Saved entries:
········
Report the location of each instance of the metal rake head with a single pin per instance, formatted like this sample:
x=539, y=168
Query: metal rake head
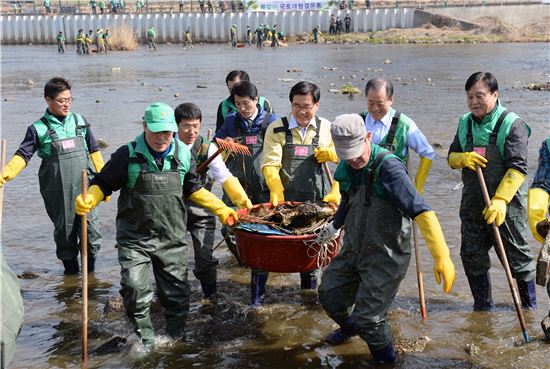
x=233, y=147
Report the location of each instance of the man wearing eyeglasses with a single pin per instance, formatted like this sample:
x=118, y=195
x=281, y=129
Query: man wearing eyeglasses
x=295, y=147
x=66, y=145
x=248, y=125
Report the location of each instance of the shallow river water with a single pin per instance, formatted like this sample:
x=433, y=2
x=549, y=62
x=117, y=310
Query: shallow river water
x=113, y=90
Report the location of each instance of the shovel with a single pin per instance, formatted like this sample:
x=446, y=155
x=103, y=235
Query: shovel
x=224, y=145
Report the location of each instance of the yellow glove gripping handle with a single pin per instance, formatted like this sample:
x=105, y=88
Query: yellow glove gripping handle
x=97, y=159
x=273, y=180
x=209, y=201
x=13, y=168
x=469, y=160
x=433, y=235
x=93, y=197
x=334, y=195
x=509, y=185
x=236, y=193
x=422, y=174
x=537, y=205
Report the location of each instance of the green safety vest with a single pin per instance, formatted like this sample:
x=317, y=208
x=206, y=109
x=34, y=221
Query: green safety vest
x=228, y=107
x=482, y=131
x=139, y=151
x=396, y=139
x=349, y=178
x=63, y=130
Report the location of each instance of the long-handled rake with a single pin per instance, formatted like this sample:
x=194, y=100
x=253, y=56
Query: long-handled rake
x=224, y=145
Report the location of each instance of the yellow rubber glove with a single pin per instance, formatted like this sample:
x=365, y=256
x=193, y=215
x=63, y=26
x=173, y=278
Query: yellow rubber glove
x=422, y=174
x=323, y=154
x=12, y=169
x=537, y=205
x=433, y=235
x=334, y=195
x=236, y=193
x=469, y=160
x=273, y=180
x=97, y=160
x=209, y=201
x=93, y=197
x=509, y=185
········
## WHAT YOU NEED TO DO:
All of the entries need to be retyped word for word, pictures excluded.

## OUTPUT FOR THIS TASK:
Report the location of each instance of the metal rake head with a single pin per instance, formatted like this sample:
x=539, y=168
Query: metal rake head
x=233, y=147
Report the location of each instance of the man wearing eyeglasses with a single pin per instance, formatted like this sample:
x=118, y=195
x=281, y=129
Query: man wearing eyeglasses
x=295, y=147
x=66, y=145
x=248, y=125
Report the location of each instance of the shallow river water with a single pin per instance, formatted like this sample:
x=433, y=2
x=549, y=62
x=117, y=310
Query: shallow river water
x=113, y=90
Report the location of each instance of the shovel with a single pin per instance, formatted like this sample:
x=446, y=155
x=103, y=235
Query: shovel
x=224, y=145
Report the location of each instance of the yellow glove gripping handle with a single pin per instance, formatted like this sample:
x=105, y=88
Query: yellow glove gripping handle
x=97, y=159
x=273, y=180
x=209, y=201
x=13, y=168
x=469, y=160
x=433, y=235
x=93, y=197
x=334, y=195
x=509, y=185
x=236, y=193
x=422, y=174
x=537, y=205
Report the location of each instance of the green safety vest with a single pin per instance, formatted like this sample:
x=317, y=208
x=206, y=109
x=34, y=221
Query: green safety vest
x=228, y=107
x=482, y=131
x=139, y=151
x=396, y=139
x=349, y=178
x=63, y=130
Report the location of each instance of the long-handled rake with a single pin per instance, formatted like this sample:
x=194, y=100
x=253, y=56
Query: long-handled rake
x=224, y=145
Report the location of each instance of the yellow rubber glove with a single pin per instance, formatted like this sample:
x=365, y=256
x=193, y=215
x=63, y=26
x=173, y=278
Query: yellow rubber glove
x=422, y=174
x=323, y=154
x=12, y=169
x=537, y=205
x=433, y=235
x=334, y=195
x=236, y=193
x=469, y=160
x=273, y=180
x=97, y=160
x=209, y=201
x=93, y=197
x=509, y=185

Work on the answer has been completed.